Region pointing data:
※
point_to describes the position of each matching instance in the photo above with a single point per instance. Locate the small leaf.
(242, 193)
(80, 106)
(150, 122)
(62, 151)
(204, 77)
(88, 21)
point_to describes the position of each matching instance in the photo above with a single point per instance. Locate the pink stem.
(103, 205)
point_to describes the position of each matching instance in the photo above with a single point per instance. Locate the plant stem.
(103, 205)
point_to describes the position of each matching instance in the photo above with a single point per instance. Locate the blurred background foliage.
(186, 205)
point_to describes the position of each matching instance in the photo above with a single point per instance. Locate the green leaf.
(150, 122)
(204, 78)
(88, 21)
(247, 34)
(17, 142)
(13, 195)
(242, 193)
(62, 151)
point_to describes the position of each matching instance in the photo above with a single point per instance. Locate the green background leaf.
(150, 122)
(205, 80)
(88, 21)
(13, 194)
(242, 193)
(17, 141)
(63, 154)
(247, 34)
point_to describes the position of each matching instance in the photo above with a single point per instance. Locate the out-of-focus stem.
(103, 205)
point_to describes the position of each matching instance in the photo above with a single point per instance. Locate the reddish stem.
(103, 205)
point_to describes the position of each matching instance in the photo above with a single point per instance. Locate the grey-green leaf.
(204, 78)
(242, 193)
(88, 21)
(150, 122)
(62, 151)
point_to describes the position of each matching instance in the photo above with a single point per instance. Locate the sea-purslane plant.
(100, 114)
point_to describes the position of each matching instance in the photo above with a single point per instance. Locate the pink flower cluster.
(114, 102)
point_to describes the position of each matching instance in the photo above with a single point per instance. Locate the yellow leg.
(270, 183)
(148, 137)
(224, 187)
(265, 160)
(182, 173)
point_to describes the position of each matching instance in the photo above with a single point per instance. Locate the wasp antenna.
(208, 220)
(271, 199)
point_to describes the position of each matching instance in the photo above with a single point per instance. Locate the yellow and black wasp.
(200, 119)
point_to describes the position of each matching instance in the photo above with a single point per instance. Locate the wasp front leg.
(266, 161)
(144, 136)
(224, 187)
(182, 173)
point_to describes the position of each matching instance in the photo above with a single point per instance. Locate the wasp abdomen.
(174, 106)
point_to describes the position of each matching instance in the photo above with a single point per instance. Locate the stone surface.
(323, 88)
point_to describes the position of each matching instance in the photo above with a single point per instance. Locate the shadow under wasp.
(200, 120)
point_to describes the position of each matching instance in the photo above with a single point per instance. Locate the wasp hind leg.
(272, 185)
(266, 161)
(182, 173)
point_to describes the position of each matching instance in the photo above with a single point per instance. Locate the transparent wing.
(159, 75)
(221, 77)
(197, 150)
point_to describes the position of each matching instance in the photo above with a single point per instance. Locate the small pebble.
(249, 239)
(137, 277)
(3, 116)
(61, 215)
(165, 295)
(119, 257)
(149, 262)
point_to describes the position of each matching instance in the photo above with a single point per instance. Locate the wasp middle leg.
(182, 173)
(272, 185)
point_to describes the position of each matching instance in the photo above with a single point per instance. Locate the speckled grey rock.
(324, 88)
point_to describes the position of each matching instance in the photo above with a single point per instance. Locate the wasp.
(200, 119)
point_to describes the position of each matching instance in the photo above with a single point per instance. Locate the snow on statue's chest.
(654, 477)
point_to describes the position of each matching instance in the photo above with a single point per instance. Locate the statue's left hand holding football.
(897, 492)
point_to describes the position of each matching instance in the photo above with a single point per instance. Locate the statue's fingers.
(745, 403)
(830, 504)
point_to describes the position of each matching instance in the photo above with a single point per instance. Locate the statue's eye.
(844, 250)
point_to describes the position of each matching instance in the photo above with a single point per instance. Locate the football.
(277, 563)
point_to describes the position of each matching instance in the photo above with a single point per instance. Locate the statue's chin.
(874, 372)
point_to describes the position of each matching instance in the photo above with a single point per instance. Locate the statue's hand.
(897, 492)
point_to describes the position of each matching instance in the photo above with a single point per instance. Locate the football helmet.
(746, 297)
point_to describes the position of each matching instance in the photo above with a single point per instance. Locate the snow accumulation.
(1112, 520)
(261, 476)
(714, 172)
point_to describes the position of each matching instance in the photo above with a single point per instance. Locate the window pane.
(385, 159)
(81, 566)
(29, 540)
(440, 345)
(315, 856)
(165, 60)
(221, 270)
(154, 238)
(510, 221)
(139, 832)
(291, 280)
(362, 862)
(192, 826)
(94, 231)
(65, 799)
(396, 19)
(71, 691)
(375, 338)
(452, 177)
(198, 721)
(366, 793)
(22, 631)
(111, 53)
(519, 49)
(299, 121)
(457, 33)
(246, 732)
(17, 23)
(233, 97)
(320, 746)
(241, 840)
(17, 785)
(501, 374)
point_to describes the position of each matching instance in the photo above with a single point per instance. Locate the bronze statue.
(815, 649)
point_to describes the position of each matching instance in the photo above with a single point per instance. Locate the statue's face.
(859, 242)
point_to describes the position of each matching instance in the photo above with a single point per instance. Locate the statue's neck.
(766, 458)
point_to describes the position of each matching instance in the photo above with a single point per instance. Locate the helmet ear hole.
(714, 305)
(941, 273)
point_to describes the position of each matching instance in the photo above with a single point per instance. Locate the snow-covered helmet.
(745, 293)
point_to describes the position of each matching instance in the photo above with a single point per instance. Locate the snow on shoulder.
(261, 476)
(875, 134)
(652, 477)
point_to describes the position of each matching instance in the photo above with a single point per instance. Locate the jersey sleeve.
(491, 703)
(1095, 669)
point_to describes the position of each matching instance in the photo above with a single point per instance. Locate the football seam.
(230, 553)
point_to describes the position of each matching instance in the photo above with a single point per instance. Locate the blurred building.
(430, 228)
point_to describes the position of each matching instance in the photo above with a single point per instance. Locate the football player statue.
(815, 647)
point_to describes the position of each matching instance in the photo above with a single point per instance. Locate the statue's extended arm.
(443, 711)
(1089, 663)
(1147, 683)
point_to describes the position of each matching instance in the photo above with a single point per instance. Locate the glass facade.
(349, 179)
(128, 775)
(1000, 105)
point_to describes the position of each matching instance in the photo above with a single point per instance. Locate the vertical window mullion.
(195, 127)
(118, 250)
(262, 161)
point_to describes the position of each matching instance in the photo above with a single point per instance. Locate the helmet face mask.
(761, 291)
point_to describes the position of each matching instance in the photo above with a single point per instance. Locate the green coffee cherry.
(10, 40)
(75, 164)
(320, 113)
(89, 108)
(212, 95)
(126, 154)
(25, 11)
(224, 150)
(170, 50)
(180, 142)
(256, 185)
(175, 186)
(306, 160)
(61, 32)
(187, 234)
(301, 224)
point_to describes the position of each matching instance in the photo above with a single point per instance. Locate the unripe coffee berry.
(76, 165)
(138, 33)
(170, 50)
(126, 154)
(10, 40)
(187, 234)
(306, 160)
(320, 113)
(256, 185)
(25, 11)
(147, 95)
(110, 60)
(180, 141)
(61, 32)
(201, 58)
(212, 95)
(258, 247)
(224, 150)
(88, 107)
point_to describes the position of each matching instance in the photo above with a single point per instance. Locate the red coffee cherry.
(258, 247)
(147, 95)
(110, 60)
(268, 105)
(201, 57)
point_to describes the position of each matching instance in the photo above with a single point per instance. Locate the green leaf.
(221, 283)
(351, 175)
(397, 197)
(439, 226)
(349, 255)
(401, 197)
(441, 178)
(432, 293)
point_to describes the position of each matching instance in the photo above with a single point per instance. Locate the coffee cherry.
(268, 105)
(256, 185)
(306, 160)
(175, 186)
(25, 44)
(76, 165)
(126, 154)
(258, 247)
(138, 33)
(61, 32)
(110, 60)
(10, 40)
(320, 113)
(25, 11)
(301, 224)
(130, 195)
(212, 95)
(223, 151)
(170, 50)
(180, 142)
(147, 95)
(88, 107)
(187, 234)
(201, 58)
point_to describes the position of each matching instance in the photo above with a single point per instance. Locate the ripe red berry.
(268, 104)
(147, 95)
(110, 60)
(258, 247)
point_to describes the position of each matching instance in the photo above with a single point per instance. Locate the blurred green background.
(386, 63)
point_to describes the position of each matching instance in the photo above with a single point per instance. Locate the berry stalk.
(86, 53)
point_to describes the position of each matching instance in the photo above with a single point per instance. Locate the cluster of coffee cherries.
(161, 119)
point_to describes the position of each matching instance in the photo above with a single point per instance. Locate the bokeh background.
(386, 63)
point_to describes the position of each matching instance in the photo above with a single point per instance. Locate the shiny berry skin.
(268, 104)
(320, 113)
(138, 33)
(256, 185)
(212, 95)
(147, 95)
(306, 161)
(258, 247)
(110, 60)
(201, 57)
※
GOAL OF THE EXERCISE
The answer must be the line containing "of coffee cherries." and every line after it to the end of the data, exactly as written.

OUTPUT OF THE EXERCISE
point_to describes the position of each matching instance in the photo above with a single point per instance. Locate the cluster of coffee cherries.
(161, 119)
point_to describes the position of each matching instance in the photo above with a single point per instance. Locate the bokeh background.
(386, 63)
point_to describes the position of each matching instance in the photo above with a single point per instance. Locate the shiny berry skin.
(268, 104)
(320, 113)
(138, 33)
(256, 185)
(212, 95)
(147, 95)
(306, 161)
(258, 247)
(110, 60)
(201, 57)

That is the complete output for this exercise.